→ **RECORDS FOR THE EXERCISE**
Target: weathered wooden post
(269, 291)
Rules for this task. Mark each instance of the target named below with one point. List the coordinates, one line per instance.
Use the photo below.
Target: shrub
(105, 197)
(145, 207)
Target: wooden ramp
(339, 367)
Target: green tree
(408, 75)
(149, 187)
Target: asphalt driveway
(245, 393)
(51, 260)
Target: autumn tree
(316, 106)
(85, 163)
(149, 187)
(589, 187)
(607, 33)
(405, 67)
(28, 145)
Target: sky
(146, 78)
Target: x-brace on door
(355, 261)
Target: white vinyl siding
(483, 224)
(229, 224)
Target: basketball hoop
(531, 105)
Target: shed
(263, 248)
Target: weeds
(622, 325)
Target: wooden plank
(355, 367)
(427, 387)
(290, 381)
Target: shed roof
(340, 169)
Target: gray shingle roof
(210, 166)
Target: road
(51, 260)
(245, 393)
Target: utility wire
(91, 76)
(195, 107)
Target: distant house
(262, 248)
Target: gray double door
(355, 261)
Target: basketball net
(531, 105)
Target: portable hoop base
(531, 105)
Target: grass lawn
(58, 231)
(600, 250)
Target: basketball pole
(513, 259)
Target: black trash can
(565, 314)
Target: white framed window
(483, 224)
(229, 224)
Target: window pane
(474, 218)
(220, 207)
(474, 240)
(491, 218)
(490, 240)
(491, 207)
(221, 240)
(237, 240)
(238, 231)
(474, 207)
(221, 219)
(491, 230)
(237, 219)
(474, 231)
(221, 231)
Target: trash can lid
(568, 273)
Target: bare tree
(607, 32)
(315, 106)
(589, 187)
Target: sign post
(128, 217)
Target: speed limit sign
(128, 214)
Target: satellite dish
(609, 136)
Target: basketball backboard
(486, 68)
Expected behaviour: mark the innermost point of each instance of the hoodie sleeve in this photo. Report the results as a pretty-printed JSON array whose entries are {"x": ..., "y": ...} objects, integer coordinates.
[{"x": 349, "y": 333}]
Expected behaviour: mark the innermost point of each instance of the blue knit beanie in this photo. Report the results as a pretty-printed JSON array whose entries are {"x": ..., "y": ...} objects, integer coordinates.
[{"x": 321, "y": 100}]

→ **EXERCISE BRIEF**
Give back the whole listing, word for word.

→ **OUTPUT FOR THIS EXERCISE**
Target: weathered wooden post
(269, 291)
Rules for this task. Mark each instance of the target named below with one point. List the coordinates, one line per instance.
Use the photo below.
Target: shrub
(105, 197)
(145, 207)
Target: wooden ramp
(339, 367)
Target: green tree
(408, 75)
(149, 187)
Target: asphalt driveway
(245, 393)
(51, 260)
Target: autumn tree
(316, 106)
(85, 163)
(149, 187)
(589, 187)
(607, 33)
(405, 67)
(28, 145)
Target: sky
(146, 78)
Target: x-brace on door
(355, 261)
Target: white vinyl siding
(483, 224)
(229, 224)
Target: basketball hoop
(531, 105)
Target: shed
(263, 248)
Target: weeds
(622, 325)
Target: wooden plank
(355, 367)
(427, 387)
(290, 381)
Target: shed roof
(340, 169)
Target: gray shingle roof
(210, 166)
Target: road
(51, 260)
(245, 393)
Target: utility wire
(91, 76)
(195, 107)
Target: distant house
(262, 248)
Target: gray double door
(355, 261)
Target: basketball net
(531, 105)
Target: portable hoop base
(531, 105)
Target: grass lawn
(58, 231)
(600, 250)
Target: basketball pole
(513, 259)
Target: black trash can
(565, 314)
Target: white framed window
(483, 224)
(229, 224)
Target: window pane
(474, 218)
(220, 207)
(474, 240)
(491, 218)
(490, 240)
(491, 207)
(221, 240)
(237, 240)
(238, 231)
(474, 207)
(221, 219)
(491, 230)
(237, 219)
(474, 231)
(221, 231)
Target: trash can lid
(568, 273)
Target: bare tree
(607, 32)
(315, 106)
(589, 187)
Target: sign post
(128, 217)
Target: speed limit sign
(128, 214)
Target: satellite dish
(609, 136)
Target: basketball backboard
(486, 68)
Expected behaviour: mark the innermost point of each instance of the hoodie sleeve in this photo. Report the results as a pretty-printed JSON array whose entries are {"x": ..., "y": ...} objects, integer coordinates.
[{"x": 349, "y": 333}]
Expected behaviour: mark the innermost point of each instance of the blue knit beanie in this photo. Report the results as a pretty-printed JSON array whose entries are {"x": ..., "y": ...} objects, integer coordinates.
[{"x": 321, "y": 100}]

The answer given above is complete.